Problem:
Copy out each of the lines below word for word.

** Start of Input data **

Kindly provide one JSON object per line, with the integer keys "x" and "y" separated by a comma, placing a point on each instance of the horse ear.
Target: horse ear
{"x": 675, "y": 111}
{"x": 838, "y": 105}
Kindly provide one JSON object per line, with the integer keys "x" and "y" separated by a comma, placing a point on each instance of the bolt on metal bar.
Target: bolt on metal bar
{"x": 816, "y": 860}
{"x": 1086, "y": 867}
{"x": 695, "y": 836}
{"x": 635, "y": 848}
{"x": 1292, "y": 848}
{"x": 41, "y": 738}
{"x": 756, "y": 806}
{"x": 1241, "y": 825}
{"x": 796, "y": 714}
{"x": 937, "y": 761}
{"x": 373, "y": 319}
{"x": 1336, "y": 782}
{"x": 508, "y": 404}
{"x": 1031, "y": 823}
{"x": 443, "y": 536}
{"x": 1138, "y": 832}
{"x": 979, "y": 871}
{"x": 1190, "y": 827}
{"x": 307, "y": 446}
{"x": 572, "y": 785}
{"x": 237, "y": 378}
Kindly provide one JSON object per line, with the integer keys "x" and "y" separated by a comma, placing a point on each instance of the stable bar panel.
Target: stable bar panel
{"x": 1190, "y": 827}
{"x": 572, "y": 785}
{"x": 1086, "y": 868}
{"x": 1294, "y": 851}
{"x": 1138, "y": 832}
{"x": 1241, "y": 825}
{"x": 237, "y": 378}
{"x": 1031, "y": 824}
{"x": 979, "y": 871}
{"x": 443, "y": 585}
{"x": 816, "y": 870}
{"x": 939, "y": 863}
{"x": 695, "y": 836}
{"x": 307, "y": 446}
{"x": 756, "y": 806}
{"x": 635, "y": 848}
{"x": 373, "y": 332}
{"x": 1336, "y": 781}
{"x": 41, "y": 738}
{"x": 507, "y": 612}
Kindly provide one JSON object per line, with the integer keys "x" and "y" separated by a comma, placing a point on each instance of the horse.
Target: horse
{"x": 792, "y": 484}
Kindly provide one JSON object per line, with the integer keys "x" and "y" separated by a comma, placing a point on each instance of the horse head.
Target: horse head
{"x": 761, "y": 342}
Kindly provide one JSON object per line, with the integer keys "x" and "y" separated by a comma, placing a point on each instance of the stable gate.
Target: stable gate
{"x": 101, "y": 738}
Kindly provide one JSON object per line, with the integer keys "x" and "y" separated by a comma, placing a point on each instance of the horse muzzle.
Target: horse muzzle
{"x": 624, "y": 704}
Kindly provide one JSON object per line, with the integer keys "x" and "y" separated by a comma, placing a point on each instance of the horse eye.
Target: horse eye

** End of Input data **

Solved problem:
Kindly provide one JSON object per line, with the integer keys "x" and "y" separated by a comma, placing a point on each instance of the horse ear.
Target: horse ear
{"x": 675, "y": 111}
{"x": 838, "y": 105}
Kindly provide one JSON object per line, with the integer keys "x" and "y" separated by a comma, placing a point on each instance of the bolt on metal bar.
Target: bolt on metal bar
{"x": 816, "y": 860}
{"x": 1086, "y": 867}
{"x": 695, "y": 836}
{"x": 635, "y": 848}
{"x": 1292, "y": 848}
{"x": 41, "y": 738}
{"x": 756, "y": 806}
{"x": 1241, "y": 825}
{"x": 796, "y": 714}
{"x": 937, "y": 761}
{"x": 373, "y": 319}
{"x": 1336, "y": 782}
{"x": 508, "y": 404}
{"x": 1031, "y": 823}
{"x": 443, "y": 536}
{"x": 1138, "y": 832}
{"x": 979, "y": 871}
{"x": 1190, "y": 827}
{"x": 307, "y": 446}
{"x": 572, "y": 785}
{"x": 237, "y": 378}
Kindly provide one JSON object per line, with the integer keys "x" and "y" separated by a comma, placing a point on each instance of the stable bar panel.
Target: stable bar panel
{"x": 1190, "y": 827}
{"x": 572, "y": 785}
{"x": 1086, "y": 868}
{"x": 1294, "y": 851}
{"x": 1138, "y": 832}
{"x": 1241, "y": 825}
{"x": 237, "y": 378}
{"x": 1031, "y": 824}
{"x": 979, "y": 871}
{"x": 443, "y": 585}
{"x": 816, "y": 870}
{"x": 939, "y": 863}
{"x": 695, "y": 836}
{"x": 307, "y": 446}
{"x": 756, "y": 806}
{"x": 635, "y": 848}
{"x": 373, "y": 332}
{"x": 1336, "y": 781}
{"x": 41, "y": 738}
{"x": 507, "y": 612}
Kindly provide one JSON object per line, with the integer keys "x" and "y" separated by a comma, placing a point on each instance of the horse.
Target: horse
{"x": 792, "y": 484}
Kindly provide one JSON object per line, with the integer keys "x" and "y" separated by a comma, placing a point on each instance of the horse head.
Target: horse head
{"x": 761, "y": 342}
Kindly provide one JSON object per line, with the integer keys "x" and "y" separated by a comma, placing a point on each instance of the stable gate.
Target: stable gate
{"x": 101, "y": 738}
Kindly provide one JSON object per line, with the integer keys "x" and "y" separated by a comma, placing a point on each instance of the horse muzzle.
Target: horse muzzle
{"x": 624, "y": 704}
Kindly provide one JSON object per line, with the integer keys "x" and "y" separated by a comma, placing a point on each instance of the horse eye.
Target: horse eye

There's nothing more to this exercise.